(A run of entries)
┌────────

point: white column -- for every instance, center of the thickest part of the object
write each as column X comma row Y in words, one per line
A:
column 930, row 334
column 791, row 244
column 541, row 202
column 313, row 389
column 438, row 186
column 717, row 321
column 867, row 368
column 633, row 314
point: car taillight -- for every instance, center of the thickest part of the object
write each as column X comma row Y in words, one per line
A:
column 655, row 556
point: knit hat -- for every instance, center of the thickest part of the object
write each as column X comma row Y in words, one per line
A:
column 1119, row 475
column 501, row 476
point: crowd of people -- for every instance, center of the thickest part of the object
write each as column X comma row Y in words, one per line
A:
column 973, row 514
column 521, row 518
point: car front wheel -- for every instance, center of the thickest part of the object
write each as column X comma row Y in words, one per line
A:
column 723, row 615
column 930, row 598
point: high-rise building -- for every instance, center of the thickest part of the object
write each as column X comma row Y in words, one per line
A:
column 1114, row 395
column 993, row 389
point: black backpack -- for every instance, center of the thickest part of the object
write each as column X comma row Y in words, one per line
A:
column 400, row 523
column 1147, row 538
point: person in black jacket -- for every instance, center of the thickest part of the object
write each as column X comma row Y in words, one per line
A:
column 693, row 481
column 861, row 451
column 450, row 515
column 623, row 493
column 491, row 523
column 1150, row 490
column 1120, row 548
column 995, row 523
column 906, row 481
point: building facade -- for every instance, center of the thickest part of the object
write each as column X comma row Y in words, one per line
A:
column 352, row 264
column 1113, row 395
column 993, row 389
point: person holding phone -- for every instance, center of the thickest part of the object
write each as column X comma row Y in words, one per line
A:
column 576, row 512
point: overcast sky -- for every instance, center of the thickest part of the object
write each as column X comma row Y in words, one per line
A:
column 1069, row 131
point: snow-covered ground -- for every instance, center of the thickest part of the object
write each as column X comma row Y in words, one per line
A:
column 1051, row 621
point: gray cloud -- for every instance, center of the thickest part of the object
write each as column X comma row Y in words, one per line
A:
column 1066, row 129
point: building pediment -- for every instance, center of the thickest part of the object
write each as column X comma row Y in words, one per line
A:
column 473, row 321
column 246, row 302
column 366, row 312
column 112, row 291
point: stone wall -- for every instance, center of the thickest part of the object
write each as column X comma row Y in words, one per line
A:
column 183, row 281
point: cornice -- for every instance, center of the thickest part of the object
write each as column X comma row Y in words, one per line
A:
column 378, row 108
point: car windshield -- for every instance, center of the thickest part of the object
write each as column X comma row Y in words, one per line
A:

└────────

▶ _WRITTEN REQUEST_: Rewrite the entries above as a numbered list, from the first line through the line containing "column 655, row 556", and leave out any blank lines.

▶ _SOLUTION TO THIS TASK_:
1. point: white column -- for every instance, center of the thickest part of the object
2. write each as column X comma row Y in words, one per line
3. A:
4. column 930, row 334
5. column 791, row 244
6. column 541, row 202
7. column 313, row 389
8. column 438, row 186
9. column 717, row 321
10. column 867, row 368
11. column 633, row 314
12. point: car taillight -- for every instance, center of the thickest part of the object
13. write each as column X comma row Y in words, one per line
14. A:
15. column 655, row 556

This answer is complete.